▶ Task 1:
Using the Monarch Conservation Toolbox page, decide whether each statement agrees with it. Answer yes or no for each, and quote the words that settle it.
(a) The Xerces Society built a database about California monarch overwintering locations.
(b) Most western monarchs spend the winter inland, away from the coast.
(c) The agency type is listed as a federal government agency.
▶ Task 2:
Answer these questions from the Monarch Conservation Toolbox page:
(a) Which region is listed?
(b) What is the original language?
(c) What does the protocol help quantify?
▶ Task 3: Carry on the Monarch Conservation Toolbox page about western monarch overwintering sites, picking up right after its last sentence.

▶ Excerpted text:

=== Begin Enclosure ===

Monarch Conservation Toolbox

Pilot Projects

Development of Western Monarch Overwintering Site Resources

Country
United States

Region
West

Agency Type
NGO

Target or Affiliated Species or Habitat
Monarques

Original Language
English

“Most western monarchs migrate to specific overwintering locations along the Pacific coastline of California. To better understand the status of western monarchs and the condition of their California overwintering sites, the Xerces Society created a database with detailed information about hundreds of California monarch overwintering locations. Based on commonly recognized overwintering site characteristics, they developed a protocol to help quantify attributes that are critical to monarch overwintering survival. This tool will enable assessment of threats to monarch overwintering sites, document changes over time, and inform overwintering site restoration and management strategies.

=== End Enclosure ===

▶ Data records:

=== Begin Enclosure ===

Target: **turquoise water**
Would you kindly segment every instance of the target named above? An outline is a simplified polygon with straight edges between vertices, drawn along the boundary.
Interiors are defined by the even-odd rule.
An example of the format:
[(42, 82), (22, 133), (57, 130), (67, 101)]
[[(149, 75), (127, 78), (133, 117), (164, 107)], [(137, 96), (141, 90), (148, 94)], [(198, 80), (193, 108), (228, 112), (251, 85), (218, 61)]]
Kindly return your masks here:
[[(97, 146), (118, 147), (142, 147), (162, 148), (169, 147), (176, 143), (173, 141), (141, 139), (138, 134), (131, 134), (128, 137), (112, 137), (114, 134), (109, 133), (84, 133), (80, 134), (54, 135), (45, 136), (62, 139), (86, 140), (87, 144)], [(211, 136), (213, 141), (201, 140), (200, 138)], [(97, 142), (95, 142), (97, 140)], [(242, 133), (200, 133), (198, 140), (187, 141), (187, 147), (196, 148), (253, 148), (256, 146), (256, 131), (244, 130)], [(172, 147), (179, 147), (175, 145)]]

=== End Enclosure ===

▶ Task answer 1:
(a) Yes: "the Xerces Society created a database with detailed information about hundreds of California monarch overwintering locations"
(b) No: "Most western monarchs migrate to specific overwintering locations along the Pacific coastline of California"
(c) No: "NGO"

▶ Task answer 2:
(a) West
(b) English
(c) Attributes that are critical to monarch overwintering survival

▶ Task answer 3:
To put their newly developed protocol and databases to the test, Xerces identified priority overwintering areas to visit and assess. They monitored 71 overwintering sites during the 2012/2013 overwintering season to estimate monarch abundance and assess the habitat. Xerces and Monarch Alert staff surveyed an additional 16 monarch overwintering sites on private lands during the 2013 Western Monarch Thanksgiving Count. Many of the privately owned sites that were monitored in 2013 gave ongoing permission for volunteers to return for an annual monarch count and habitat assessment. At each site, scientists are evaluating the condition of the overwintering habitat using the monarch habitat assessment protocol, conducting counts to estimate monarch abundance, collecting location and land ownership information, and determining potential threats to each site.

Monitoring sites were selected based on past cluster size, time since last visit, occurrence on public and private lands, and presence of native tree species. To aid land managers in monarch conservation, Xerces has developed land management guidelines for California overwintering groves. They are also targeting outreach efforts to citizen scientists, US Forest Service biologists, and others to encourage conservation of monarch breeding and overwintering sites. A new resource center for western monarch overwintering counts has been launched by the Xerces Society. This site provides information on how to participate in citizen efforts to count western overwintering monarchs and [will] provide an online portal to enter data collected by volunteers” (MJV 2015).